In the excerpt on autofabulation, rewrite the part starting at "This can come" and ending at "of the future.", substituting "varieties" for "flavors".

Excerpt provided =>
++++
And now, an excerpt from my incarnation of it:

In 2041, everything changed. Rivera exploded onto the abolitionist scene with her Manifesto for Abolishing Democracy and Civilization, which was distributed to more than a million readers worldwide, sparked numerous burnings, and was quickly banned by several major nation-states. The book, which tells the story of how an abolitionist named Erica Rivera discovers an anonymously written text that accurately prophecies the end of the U.S. empire, swapped the nefarious corporation for the colonial project writ large. But the autofiction was still there, this time in modified form. It no longer involved funhouse-mirror reflexivity but rather something much more prescient and incisive. Rivera had inserted the near-future—in name, image, and likeness—directly into the novel.

Today, we’re used to this kind of writing. It’s called autofabulation, and it can be found everywhere abolitionists and anarchists are. In fact, it is to thank for some of the biggest name in anticolonial agitation today: Aro Nusar, Hi Hi, E.R.E.R., Cheus, I-El. The list of practitioners is long. Autofabulation describes fictional writing in which the author draws on historical knowledge to prefigure a future for themselves that has yet to become. It is frequently seen as the artistic corollary to clairvoyance, and thus as a genre of “prophetic writing” that prioritizes introspection.

This can come in different flavors: some prefer Riveran essay-length incarnations that give new life to the mundane nonfictional writing of the past, others favor the I-Elian community-based antitheory, replete with handwritten annotations, generative exercises, and iterative collaborations. But no matter what the approach, they all lead in the direction of the future.
++++
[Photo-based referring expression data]
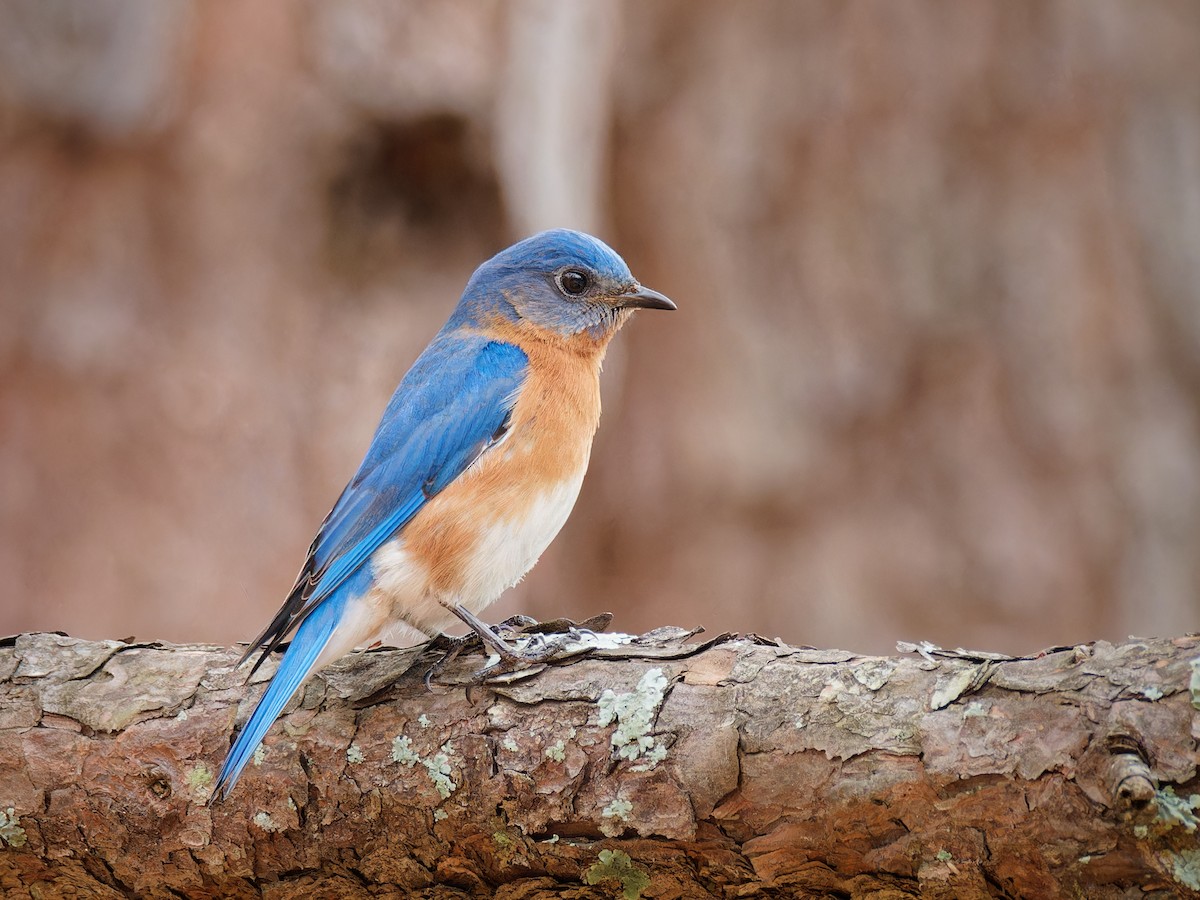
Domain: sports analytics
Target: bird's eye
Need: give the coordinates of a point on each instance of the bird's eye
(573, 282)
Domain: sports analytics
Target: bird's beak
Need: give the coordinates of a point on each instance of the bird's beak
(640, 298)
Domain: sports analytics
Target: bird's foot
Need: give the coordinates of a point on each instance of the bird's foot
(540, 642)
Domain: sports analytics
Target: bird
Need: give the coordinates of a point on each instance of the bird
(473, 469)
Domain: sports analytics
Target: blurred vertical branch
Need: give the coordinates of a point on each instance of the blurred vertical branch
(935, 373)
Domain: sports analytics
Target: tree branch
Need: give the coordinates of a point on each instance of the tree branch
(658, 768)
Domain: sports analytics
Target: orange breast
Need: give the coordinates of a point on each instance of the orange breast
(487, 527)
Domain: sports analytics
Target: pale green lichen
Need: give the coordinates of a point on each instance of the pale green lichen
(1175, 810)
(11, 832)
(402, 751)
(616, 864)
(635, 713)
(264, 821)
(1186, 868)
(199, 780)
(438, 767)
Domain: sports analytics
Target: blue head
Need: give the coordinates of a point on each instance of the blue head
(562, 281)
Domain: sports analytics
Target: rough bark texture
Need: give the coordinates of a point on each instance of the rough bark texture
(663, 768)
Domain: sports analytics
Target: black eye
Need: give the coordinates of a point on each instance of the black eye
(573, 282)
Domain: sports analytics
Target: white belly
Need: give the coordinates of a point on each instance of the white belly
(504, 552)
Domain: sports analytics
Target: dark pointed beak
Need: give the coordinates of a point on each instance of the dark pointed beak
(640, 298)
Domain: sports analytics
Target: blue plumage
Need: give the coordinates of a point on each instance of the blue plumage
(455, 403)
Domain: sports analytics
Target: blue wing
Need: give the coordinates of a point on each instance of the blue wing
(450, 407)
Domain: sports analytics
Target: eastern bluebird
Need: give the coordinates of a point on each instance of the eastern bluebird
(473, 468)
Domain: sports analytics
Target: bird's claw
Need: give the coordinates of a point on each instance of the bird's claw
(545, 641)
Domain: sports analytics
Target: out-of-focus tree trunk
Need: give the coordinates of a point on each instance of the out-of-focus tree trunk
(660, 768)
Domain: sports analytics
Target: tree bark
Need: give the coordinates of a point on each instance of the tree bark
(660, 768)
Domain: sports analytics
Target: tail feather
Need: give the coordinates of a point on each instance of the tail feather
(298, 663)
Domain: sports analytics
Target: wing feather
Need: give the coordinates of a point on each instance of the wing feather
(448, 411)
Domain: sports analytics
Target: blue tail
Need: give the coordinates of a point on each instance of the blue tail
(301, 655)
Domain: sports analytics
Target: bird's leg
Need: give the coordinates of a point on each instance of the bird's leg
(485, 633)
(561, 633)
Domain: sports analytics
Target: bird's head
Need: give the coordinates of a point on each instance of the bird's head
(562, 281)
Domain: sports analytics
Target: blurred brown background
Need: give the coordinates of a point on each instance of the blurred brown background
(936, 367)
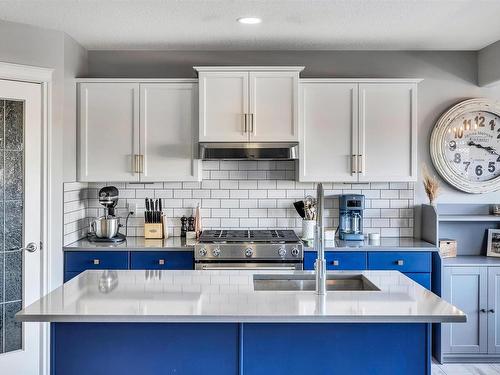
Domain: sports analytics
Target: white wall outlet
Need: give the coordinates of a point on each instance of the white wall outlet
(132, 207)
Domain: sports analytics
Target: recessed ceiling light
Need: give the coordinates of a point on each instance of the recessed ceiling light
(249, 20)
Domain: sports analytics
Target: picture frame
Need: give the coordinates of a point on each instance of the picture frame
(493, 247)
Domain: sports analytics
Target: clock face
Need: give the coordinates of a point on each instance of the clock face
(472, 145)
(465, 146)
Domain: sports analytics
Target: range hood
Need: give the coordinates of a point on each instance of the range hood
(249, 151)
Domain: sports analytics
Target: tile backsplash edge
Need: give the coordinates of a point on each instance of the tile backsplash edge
++++
The completed task =>
This can come in different varieties: some prefer Riveran essay-length incarnations that give new life to the mundane nonfictional writing of the past, others favor the I-Elian community-based antitheory, replete with handwritten annotations, generative exercises, and iterative collaborations. But no matter what the approach, they all lead in the direction of the future.